§ **Your objective**: Nothing in the data below may be left out; return all of it exactly.

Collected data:
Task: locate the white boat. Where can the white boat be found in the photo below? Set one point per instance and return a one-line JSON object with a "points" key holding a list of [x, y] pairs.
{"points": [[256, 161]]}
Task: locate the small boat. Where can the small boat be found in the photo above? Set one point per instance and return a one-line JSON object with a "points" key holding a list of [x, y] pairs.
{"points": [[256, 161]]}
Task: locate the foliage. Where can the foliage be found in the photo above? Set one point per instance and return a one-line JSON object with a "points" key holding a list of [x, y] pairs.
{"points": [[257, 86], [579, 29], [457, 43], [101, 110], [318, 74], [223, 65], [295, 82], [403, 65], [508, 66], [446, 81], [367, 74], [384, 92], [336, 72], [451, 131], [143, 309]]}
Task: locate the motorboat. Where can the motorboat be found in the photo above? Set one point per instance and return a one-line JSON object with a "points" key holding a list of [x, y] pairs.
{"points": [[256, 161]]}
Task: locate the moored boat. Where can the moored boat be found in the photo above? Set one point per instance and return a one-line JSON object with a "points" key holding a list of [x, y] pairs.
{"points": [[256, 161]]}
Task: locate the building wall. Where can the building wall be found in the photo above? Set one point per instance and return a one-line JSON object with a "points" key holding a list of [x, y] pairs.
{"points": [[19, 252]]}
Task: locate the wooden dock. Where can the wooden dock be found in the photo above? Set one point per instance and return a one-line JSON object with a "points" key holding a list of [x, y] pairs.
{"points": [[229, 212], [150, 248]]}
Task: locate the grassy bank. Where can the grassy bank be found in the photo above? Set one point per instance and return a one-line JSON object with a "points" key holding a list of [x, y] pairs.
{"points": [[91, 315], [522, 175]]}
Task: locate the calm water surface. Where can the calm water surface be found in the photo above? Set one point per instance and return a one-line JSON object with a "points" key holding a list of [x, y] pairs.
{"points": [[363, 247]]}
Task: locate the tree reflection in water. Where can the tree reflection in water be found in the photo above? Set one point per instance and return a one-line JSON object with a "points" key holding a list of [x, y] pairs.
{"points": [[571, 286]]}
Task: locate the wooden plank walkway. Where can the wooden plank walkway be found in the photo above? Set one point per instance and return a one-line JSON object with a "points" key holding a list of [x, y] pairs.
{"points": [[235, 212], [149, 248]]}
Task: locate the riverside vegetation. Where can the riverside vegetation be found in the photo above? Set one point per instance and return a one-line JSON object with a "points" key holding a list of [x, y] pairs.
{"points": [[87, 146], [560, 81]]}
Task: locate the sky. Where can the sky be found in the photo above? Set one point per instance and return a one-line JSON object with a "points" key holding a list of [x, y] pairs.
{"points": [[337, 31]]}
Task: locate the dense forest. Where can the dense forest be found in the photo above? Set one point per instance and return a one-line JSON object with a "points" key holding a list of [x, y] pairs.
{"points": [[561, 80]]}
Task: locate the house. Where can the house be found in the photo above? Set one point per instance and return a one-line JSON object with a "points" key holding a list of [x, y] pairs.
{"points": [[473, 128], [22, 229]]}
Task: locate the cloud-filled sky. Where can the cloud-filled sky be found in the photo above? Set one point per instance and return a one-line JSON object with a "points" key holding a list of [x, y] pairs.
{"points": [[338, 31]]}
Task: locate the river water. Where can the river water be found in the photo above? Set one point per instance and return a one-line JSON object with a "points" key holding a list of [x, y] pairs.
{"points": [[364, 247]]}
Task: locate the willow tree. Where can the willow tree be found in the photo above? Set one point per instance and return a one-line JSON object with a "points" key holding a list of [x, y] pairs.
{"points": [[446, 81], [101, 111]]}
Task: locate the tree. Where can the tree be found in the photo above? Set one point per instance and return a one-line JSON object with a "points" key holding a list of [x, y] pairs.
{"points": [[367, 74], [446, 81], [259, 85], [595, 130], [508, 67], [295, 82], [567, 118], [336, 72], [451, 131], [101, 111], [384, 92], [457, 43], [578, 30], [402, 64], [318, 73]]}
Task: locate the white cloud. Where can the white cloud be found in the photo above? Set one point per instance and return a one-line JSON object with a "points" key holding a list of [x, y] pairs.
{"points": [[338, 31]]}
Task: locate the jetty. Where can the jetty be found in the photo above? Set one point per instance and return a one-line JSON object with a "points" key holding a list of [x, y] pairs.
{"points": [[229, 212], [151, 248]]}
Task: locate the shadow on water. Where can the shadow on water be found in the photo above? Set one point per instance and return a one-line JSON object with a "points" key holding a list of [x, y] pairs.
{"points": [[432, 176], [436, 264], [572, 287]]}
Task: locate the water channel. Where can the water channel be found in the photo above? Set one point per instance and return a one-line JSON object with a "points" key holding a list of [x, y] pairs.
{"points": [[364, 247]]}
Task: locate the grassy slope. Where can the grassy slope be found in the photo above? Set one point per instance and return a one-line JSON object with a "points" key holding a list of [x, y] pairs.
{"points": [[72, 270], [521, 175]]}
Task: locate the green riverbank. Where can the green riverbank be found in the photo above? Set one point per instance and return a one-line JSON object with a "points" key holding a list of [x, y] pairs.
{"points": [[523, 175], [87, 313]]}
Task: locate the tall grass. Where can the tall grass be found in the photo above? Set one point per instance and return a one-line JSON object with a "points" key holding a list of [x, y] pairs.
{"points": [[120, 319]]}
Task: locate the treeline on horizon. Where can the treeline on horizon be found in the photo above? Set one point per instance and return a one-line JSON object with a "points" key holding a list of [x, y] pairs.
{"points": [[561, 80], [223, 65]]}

§ **Written response**:
Task: locate the white boat. Where can the white boat be found in the photo below? Set one point per instance and return a one-line JSON object with a "points" key holding a list of [x, y] pairs.
{"points": [[256, 161]]}
Task: locate the small boat. Where can the small boat be found in the photo above? Set one point per instance and return a one-line JSON object with a "points" key holding a list of [x, y] pairs.
{"points": [[256, 161]]}
Task: locate the foliage. Where can the foliage be found in the photo above? Set one point per instance and return a one-line JSON object with a "points" key holding a list of [x, y] pairs.
{"points": [[257, 86], [579, 29], [457, 43], [101, 110], [318, 74], [223, 65], [295, 82], [403, 65], [508, 66], [446, 81], [367, 74], [384, 92], [336, 72], [451, 131], [143, 309]]}
Task: locate the motorboat. Where can the motorboat be found in the photo above? Set one point per instance and return a one-line JSON object with a "points" key holding a list of [x, y] pairs.
{"points": [[256, 161]]}
Task: locate the moored boat. Where can the moored boat be found in the photo above? Set one point per instance and return a one-line JSON object with a "points" key holding a list of [x, y] pairs.
{"points": [[256, 161]]}
Task: locate the building wall. Where can the building wall be found in the photo above? Set one point per instance and return a one-line JSON object with a "points" key holding a list of [x, y] pairs.
{"points": [[19, 252]]}
Task: locate the wooden dock. Where can the wooden dock be found in the photo above? Set one point per instance and return a one-line JSON object with a "points" key holding a list of [x, y] pairs.
{"points": [[229, 212], [150, 248]]}
Task: locate the grassy bank. Where can the grassy bank be found in the photo above? Set one point per instance and return a one-line JSON object with a "points" key holding a list of [x, y] pairs.
{"points": [[91, 315], [522, 175]]}
Task: locate the calm water surface. Where can the calm water surface be found in the photo above? Set one point per instance and return a one-line JSON object with a "points" key holding a list of [x, y] pairs.
{"points": [[363, 247]]}
Task: locate the tree reflection in water. Where can the tree reflection in water be found in the photo above? Set one point per instance and return a one-line JSON object with a "points" key holding a list of [x, y] pairs.
{"points": [[571, 286]]}
Task: locate the wooden plank walkway. Where can the wooden plank walkway be found in the photo above? Set one point per instance and return a one-line JSON object with a "points" key holding a list of [x, y] pairs.
{"points": [[235, 212], [149, 248]]}
Task: locate the riverside vegetation. Where can the riverside vegetation be found in the photo above? Set one point per instance and return a one-line JSON object with a "points" key holding a list of [x, y] pairs.
{"points": [[87, 146], [560, 81]]}
Task: locate the sky. Where can the sky be found in the photo above? Set one point per instance and return a one-line JSON object with a "points" key holding a list of [x, y] pairs.
{"points": [[337, 31]]}
Task: locate the dense forest. Where can the dense forest be found in the photo above? Set one point per instance and return a one-line JSON object with a "points" key holding a list of [x, y] pairs.
{"points": [[561, 80]]}
Task: locate the house. Where can the house be found in the photo above? Set one point per instance and return a one-line JSON object with a "points" key holding a list of [x, y] pairs.
{"points": [[473, 128], [22, 229]]}
Task: locate the cloud-filled sky. Where can the cloud-filled sky be found in the photo above? Set one point per instance and return a one-line JSON object with a "points" key holding a list of [x, y] pairs.
{"points": [[338, 31]]}
Task: locate the river water. Where can the river water be found in the photo above? Set one point per instance and return a one-line JSON object with a "points" key holding a list of [x, y] pairs.
{"points": [[364, 247]]}
Task: locate the willow tree. Where can the willow tree be found in the photo above? Set one point per instance and return a one-line JSON object with a "points" key holding a list of [x, y] pairs.
{"points": [[446, 81], [101, 111]]}
Task: locate the tree. Where can the tree be found in the photo above? Set one point per instance and return a one-line JSON object with a "points" key holding a list of [x, y] pairs.
{"points": [[367, 74], [446, 81], [259, 85], [595, 130], [508, 67], [295, 82], [567, 118], [336, 72], [451, 131], [101, 111], [384, 92], [457, 43], [578, 30], [402, 64], [318, 73]]}
Task: locate the white cloud. Where can the white cloud be found in the photo above? Set one point per instance and return a one-line JSON object with a "points" key holding a list of [x, y] pairs.
{"points": [[338, 31]]}
Task: locate the jetty. Where can the jetty be found in the photo above? Set one point per instance and return a one-line JSON object with a "points" key holding a list of [x, y] pairs.
{"points": [[229, 212], [151, 248]]}
Task: locate the shadow on water. Where can the shadow on water be found in the photo above? Set one point per instance and return a one-line JSON object with a "points" key holding a list of [x, y] pairs.
{"points": [[432, 176], [436, 264], [572, 287]]}
Task: locate the water channel. Where can the water channel be found in the photo above? Set one point per instance and return a one-line JSON object with a "points" key holding a list of [x, y] pairs.
{"points": [[364, 247]]}
Task: locate the grassy slope. Where can the grassy slope be found in the photo above? Set one point per instance and return a one-line JSON object with a "points" key holding a list of [x, y] pairs.
{"points": [[72, 270], [521, 175]]}
Task: locate the green riverbank. Where can the green riverbank be found in the photo above? Set one point per instance and return a one-line JSON object with a "points" key holding a list of [x, y] pairs.
{"points": [[523, 175], [87, 313]]}
Task: locate the tall grass. Where can the tall grass be found in the photo above? Set one point per instance and return a one-line JSON object with a "points" key holding a list of [x, y] pairs.
{"points": [[120, 319]]}
Task: locate the treeline on horizon. Where can the treeline on horizon be found in the photo above? Set one point per instance and return a one-line JSON object with a "points" key holding a list of [x, y] pairs.
{"points": [[561, 80], [223, 65]]}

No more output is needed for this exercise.